**CONSIGNE 1**
Recopiez fidèlement un passage de l'entretien sur Xi Jinping, s'il vous plaît : partez des mots « Le président Xi » et arrêtez-vous après « décennies à venir ? ».
**CONSIGNE 2**
Dans l'entretien sur Xi Jinping, relevez tous les pays que Willy Lam cite comme pouvant sentir de manière palpable la menace que représente le « rêve chinois ».

___ PASSAGE DU TEXTE

Le président Xi Jinping s’active et s’affirme en Chine grâce à sa campagne anticorruption et ses annonces de réformes économiques… Le politologue Willy Lam décrypte les desseins du nouveau maître de Pékin.
Depuis son arrivée à la tête du Parti communiste chinois, en novembre 2012, et à la présidence de la République populaire, en mars dernier, Xi Jinping assure qu’il n’épargnera « ni les mouches ni les tigres » dans sa grande campagne contre la corruption. Par son « rêve chinois », il promet une Chine de la petite classe moyenne et une armée puissante, tenant tête à ses voisins ainsi qu’à l’Amérique.
S’agit-il d’un simple « rêve », ou d’un projet fondateur pour les décennies à venir ?
Tandis que la croissance économique marque le pas et que de nouvelles réformes économiques sont annoncées pour cet automne, Willy Lam, un politologue qui observe les évolutions de Pékin depuis plus de trois décennies, nous éclaire sur le sujet. Ancien chef du service Chine du quotidien de référence de Hongkong, le South China Morning Post, professeur à l’université d’Akita, au Japon, il prépare un livre sur Xi Jinping.
Qu’est-ce que le « rêve chinois » du président Xi Jinping ?
WL : « Avant tout, c’est un appel au nationalisme, qui reste une valeur redoutable. Beaucoup de mes étudiants, à Hongkong, viennent de Chine continentale, ils sont en année de master, et plus de la moitié d’entre eux sont très nationalistes. Dans les années 1980, les diplômés d’université ne se portaient jamais volontaires pour l’Armée populaire de libération; aujourd’hui, la crème de la crème s’engage. L’éducation patriotique lancée après la crise du 4 juin 1989 [le massacre de la place Tiananmen] s’est révélée très efficace. Du point de vue d’un Occidental, il s’agit d’une forme de lavage de cerveau. Mais les faits sont là : la campagne a réussi. »
Quelles sont les conséquences pour le monde extérieur ?
WL : « La plus évidente concerne les voisins de la Chine qui ont avec elle des différends territoriaux. Pour eux, ce rêve d’une Chine forte, qui tient tête aux Américains, est synonyme de menace. Le Japon, l’Inde, le Vietnam, les Philippines et même l’Australie peuvent le sentir de manière palpable: les navires chinois croisent à proximité de leurs eaux territoriales. La modernisation de l’Armée populaire de libération, aussi, a été menée bien plus rapidement que ne l’envisageait Washington. »

______
___ ENTRÉES

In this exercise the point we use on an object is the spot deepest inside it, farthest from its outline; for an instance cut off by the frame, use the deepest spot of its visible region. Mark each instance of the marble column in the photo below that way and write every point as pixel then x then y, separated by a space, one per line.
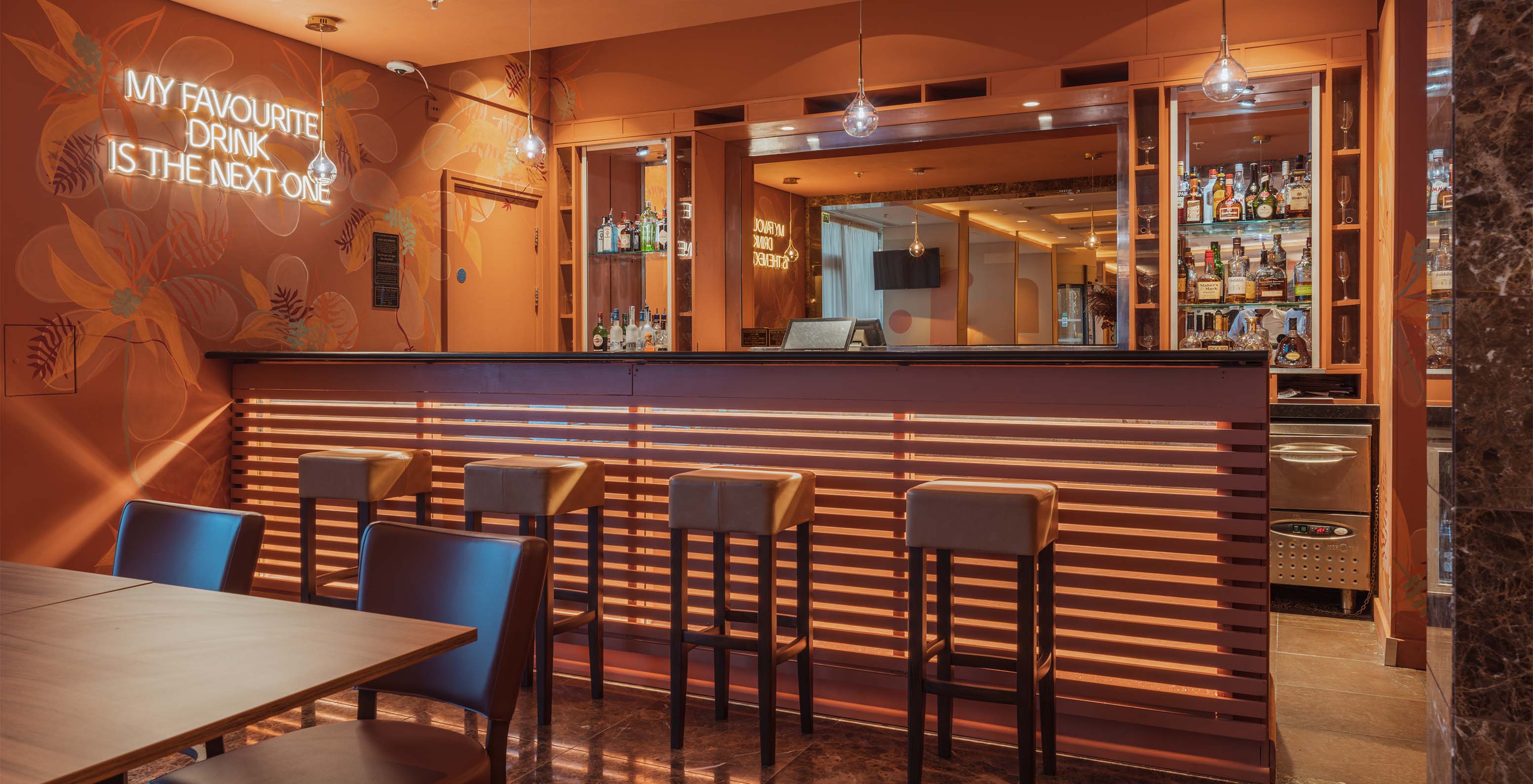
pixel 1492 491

______
___ ENTRÉES

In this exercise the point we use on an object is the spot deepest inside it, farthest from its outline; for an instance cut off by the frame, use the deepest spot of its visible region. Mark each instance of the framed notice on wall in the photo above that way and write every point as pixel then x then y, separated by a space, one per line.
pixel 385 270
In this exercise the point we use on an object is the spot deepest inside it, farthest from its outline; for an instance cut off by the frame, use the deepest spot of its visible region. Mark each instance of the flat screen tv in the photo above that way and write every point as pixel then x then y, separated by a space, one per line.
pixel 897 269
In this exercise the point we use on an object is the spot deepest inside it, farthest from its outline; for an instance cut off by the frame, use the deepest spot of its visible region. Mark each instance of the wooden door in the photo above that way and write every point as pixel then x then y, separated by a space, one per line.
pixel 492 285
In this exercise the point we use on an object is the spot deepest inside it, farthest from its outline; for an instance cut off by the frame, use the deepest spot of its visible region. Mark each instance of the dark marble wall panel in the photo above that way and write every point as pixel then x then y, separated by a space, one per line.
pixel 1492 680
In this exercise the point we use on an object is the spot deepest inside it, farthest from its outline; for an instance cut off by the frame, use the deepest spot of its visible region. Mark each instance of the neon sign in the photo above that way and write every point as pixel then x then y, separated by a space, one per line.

______

**RÉPONSE 1**
Le président Xi Jinping s’active et s’affirme en Chine grâce à sa campagne anticorruption et ses annonces de réformes économiques… Le politologue Willy Lam décrypte les desseins du nouveau maître de Pékin.
Depuis son arrivée à la tête du Parti communiste chinois, en novembre 2012, et à la présidence de la République populaire, en mars dernier, Xi Jinping assure qu’il n’épargnera « ni les mouches ni les tigres » dans sa grande campagne contre la corruption. Par son « rêve chinois », il promet une Chine de la petite classe moyenne et une armée puissante, tenant tête à ses voisins ainsi qu’à l’Amérique.
S’agit-il d’un simple « rêve », ou d’un projet fondateur pour les décennies à venir ?

**RÉPONSE 2**
Le Japon, l'Inde, le Vietnam, les Philippines et l'Australie.